··· SUPPLIED ENTRIES ···

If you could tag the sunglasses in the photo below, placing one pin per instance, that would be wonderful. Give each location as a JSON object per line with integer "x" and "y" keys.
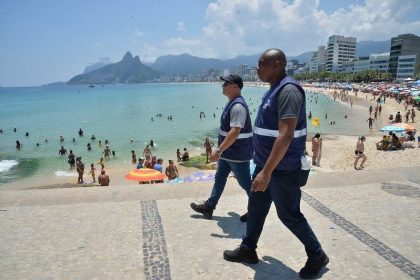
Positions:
{"x": 227, "y": 83}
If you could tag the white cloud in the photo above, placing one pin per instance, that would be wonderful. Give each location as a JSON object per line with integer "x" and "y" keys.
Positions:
{"x": 137, "y": 33}
{"x": 247, "y": 27}
{"x": 181, "y": 26}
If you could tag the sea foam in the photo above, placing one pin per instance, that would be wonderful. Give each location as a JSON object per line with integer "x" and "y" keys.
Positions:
{"x": 6, "y": 165}
{"x": 60, "y": 173}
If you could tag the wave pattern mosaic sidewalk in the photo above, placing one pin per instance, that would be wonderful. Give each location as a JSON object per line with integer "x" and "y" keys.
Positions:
{"x": 155, "y": 254}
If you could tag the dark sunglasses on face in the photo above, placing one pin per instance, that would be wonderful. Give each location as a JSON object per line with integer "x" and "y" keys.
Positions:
{"x": 227, "y": 83}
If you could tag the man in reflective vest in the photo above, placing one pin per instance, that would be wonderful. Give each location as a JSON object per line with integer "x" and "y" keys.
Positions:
{"x": 279, "y": 142}
{"x": 234, "y": 149}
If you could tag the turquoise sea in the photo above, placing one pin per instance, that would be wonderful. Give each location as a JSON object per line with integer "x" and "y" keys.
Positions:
{"x": 120, "y": 113}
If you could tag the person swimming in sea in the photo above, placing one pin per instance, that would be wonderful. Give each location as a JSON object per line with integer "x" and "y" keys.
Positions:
{"x": 18, "y": 145}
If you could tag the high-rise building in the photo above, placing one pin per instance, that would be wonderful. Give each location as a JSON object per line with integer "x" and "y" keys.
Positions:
{"x": 243, "y": 69}
{"x": 379, "y": 62}
{"x": 404, "y": 44}
{"x": 406, "y": 66}
{"x": 318, "y": 60}
{"x": 340, "y": 49}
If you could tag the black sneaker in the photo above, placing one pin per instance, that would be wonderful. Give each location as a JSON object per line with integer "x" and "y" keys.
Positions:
{"x": 203, "y": 208}
{"x": 313, "y": 267}
{"x": 241, "y": 254}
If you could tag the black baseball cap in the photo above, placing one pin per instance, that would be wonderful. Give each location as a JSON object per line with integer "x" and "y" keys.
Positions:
{"x": 232, "y": 78}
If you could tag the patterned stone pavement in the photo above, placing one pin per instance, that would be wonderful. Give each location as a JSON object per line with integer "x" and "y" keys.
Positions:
{"x": 369, "y": 229}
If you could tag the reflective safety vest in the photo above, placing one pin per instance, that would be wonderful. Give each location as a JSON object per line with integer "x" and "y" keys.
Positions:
{"x": 241, "y": 149}
{"x": 266, "y": 130}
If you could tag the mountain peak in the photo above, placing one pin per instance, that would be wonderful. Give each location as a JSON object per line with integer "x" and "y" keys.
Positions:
{"x": 128, "y": 56}
{"x": 137, "y": 59}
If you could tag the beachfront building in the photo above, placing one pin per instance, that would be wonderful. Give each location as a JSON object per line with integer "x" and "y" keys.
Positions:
{"x": 346, "y": 67}
{"x": 340, "y": 50}
{"x": 253, "y": 74}
{"x": 361, "y": 64}
{"x": 379, "y": 62}
{"x": 243, "y": 70}
{"x": 291, "y": 67}
{"x": 403, "y": 45}
{"x": 318, "y": 60}
{"x": 406, "y": 66}
{"x": 302, "y": 69}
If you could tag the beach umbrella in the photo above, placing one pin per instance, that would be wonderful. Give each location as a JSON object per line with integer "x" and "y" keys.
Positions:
{"x": 406, "y": 126}
{"x": 144, "y": 174}
{"x": 415, "y": 93}
{"x": 199, "y": 177}
{"x": 392, "y": 128}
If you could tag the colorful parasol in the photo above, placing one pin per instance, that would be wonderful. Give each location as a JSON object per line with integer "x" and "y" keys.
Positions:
{"x": 406, "y": 126}
{"x": 392, "y": 128}
{"x": 144, "y": 174}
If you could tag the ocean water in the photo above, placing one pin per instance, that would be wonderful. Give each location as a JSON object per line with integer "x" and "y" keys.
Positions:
{"x": 120, "y": 113}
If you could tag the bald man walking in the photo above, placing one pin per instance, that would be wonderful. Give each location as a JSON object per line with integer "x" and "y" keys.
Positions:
{"x": 279, "y": 143}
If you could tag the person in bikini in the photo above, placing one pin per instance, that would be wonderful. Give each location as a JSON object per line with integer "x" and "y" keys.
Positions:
{"x": 171, "y": 171}
{"x": 360, "y": 148}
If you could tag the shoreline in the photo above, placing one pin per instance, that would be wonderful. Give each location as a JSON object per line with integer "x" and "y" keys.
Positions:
{"x": 337, "y": 155}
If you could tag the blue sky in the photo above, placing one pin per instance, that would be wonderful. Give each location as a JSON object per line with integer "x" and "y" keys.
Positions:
{"x": 44, "y": 41}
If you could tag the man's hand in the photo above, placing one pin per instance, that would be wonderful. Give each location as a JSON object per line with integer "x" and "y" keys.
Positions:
{"x": 260, "y": 182}
{"x": 215, "y": 156}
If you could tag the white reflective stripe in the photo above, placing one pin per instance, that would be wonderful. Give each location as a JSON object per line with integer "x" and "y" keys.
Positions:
{"x": 240, "y": 136}
{"x": 266, "y": 132}
{"x": 275, "y": 133}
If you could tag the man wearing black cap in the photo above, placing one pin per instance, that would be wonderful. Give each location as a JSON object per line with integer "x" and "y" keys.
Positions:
{"x": 234, "y": 149}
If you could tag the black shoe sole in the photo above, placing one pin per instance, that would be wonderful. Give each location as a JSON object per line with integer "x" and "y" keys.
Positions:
{"x": 205, "y": 215}
{"x": 314, "y": 276}
{"x": 229, "y": 259}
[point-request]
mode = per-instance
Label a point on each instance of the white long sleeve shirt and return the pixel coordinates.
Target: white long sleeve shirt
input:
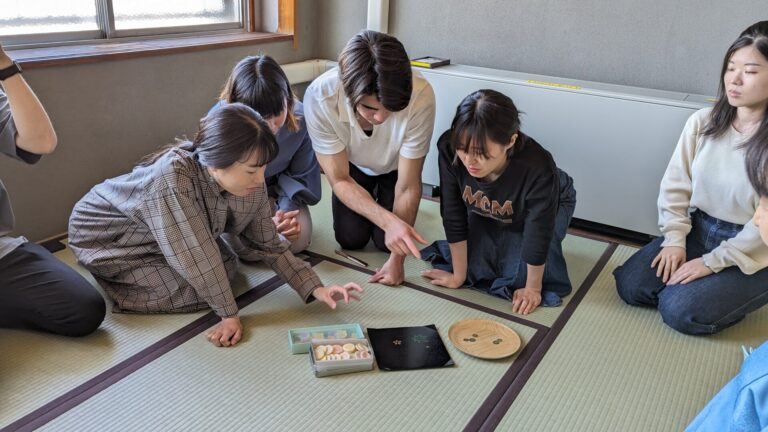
(708, 173)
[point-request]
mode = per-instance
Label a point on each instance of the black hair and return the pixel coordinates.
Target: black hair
(484, 114)
(233, 133)
(374, 63)
(260, 83)
(723, 113)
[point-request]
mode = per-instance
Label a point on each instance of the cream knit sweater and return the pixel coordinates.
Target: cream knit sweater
(708, 173)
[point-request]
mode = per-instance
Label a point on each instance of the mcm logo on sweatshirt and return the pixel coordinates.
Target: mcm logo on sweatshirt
(487, 207)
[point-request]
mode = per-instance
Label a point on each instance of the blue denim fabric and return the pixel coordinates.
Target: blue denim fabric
(706, 305)
(495, 265)
(742, 405)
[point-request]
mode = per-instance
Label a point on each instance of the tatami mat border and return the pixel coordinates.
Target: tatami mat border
(487, 417)
(516, 386)
(83, 392)
(493, 408)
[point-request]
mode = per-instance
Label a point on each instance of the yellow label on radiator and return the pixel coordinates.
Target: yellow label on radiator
(571, 87)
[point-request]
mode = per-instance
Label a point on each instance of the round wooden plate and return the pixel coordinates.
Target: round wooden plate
(484, 338)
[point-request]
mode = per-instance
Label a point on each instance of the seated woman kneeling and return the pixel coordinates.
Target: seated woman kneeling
(152, 237)
(505, 207)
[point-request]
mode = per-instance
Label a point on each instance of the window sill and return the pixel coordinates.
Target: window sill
(97, 52)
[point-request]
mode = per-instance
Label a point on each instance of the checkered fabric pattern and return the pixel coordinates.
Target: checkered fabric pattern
(152, 238)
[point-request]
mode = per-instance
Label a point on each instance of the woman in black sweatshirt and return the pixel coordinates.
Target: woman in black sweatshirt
(505, 207)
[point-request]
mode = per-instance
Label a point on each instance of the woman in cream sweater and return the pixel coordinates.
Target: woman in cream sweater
(708, 269)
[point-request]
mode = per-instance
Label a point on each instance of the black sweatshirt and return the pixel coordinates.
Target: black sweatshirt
(524, 198)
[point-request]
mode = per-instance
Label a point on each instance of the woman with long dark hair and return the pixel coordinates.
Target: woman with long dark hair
(505, 205)
(152, 237)
(293, 176)
(708, 269)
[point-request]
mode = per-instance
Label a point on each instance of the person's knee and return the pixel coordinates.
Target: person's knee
(90, 311)
(302, 243)
(626, 287)
(678, 312)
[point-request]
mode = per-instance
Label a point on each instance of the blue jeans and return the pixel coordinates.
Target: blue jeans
(706, 305)
(495, 265)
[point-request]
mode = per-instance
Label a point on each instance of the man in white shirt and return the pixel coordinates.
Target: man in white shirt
(371, 124)
(37, 290)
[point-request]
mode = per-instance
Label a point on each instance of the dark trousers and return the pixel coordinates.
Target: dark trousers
(39, 292)
(706, 305)
(354, 231)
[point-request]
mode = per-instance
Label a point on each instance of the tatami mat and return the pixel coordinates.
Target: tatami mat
(581, 255)
(259, 385)
(619, 368)
(36, 368)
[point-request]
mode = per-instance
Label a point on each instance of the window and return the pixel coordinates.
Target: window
(24, 22)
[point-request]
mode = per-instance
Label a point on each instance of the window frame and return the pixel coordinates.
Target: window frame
(108, 34)
(70, 52)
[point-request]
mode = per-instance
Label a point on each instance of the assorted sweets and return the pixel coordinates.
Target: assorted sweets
(347, 351)
(339, 356)
(299, 339)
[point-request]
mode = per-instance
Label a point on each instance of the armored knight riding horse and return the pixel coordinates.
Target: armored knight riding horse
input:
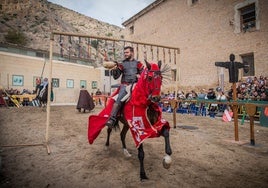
(140, 114)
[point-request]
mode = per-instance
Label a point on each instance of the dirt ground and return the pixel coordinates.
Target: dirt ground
(204, 153)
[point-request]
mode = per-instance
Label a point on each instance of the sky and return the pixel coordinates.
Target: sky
(110, 11)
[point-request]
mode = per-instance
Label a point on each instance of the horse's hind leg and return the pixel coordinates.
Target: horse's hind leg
(141, 159)
(123, 140)
(109, 130)
(165, 133)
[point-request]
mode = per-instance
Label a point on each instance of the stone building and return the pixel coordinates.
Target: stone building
(206, 31)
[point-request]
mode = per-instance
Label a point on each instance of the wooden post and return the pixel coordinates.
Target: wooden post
(49, 88)
(251, 110)
(173, 104)
(235, 112)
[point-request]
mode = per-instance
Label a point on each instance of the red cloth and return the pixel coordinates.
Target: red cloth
(135, 112)
(97, 122)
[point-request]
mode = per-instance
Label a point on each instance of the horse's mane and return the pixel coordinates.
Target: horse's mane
(140, 93)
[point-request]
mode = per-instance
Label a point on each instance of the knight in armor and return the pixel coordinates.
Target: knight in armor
(130, 69)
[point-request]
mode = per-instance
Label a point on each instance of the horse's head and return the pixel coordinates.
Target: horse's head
(153, 79)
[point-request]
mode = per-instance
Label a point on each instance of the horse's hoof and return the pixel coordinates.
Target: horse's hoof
(144, 178)
(126, 153)
(167, 161)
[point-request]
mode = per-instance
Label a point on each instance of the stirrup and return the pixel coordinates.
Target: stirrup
(111, 123)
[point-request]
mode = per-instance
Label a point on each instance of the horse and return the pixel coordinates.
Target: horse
(141, 114)
(42, 94)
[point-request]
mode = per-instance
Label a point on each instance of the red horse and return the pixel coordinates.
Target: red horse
(141, 114)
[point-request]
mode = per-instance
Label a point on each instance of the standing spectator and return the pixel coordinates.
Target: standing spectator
(98, 92)
(85, 101)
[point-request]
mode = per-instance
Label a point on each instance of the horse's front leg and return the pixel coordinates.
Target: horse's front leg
(141, 159)
(109, 130)
(165, 134)
(123, 139)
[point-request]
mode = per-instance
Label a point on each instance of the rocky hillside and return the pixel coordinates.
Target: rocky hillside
(29, 23)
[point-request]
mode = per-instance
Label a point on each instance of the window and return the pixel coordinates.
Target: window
(55, 82)
(83, 84)
(173, 74)
(131, 29)
(246, 16)
(94, 85)
(70, 83)
(192, 2)
(249, 58)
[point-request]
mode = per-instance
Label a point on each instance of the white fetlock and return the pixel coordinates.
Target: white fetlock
(126, 153)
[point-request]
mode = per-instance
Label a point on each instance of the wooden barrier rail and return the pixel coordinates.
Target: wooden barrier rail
(250, 109)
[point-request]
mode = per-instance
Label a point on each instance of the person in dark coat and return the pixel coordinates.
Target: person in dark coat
(85, 101)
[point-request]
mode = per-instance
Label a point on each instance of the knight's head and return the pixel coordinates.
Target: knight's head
(154, 80)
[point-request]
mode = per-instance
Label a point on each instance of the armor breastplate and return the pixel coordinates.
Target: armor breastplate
(130, 71)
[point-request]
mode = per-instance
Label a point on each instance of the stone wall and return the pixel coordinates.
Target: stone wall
(31, 67)
(205, 33)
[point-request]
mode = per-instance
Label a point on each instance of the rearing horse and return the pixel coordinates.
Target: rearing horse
(141, 114)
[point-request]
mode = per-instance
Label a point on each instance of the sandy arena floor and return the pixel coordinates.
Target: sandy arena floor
(204, 153)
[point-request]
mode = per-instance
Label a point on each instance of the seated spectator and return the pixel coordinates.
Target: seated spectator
(211, 94)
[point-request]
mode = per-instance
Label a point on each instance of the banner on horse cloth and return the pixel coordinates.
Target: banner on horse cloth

···

EXERCISE DESCRIPTION =
Pull out every line of the data above that contains the string "long", copying each such line in full.

OUTPUT BELOW =
Label a point on each instance of the white long sleeve shirt and return the pixel coordinates.
Target: white long sleeve shirt
Label a point on each instance of the woman with long dark hair and return the pixel coordinates.
Target: woman with long dark hair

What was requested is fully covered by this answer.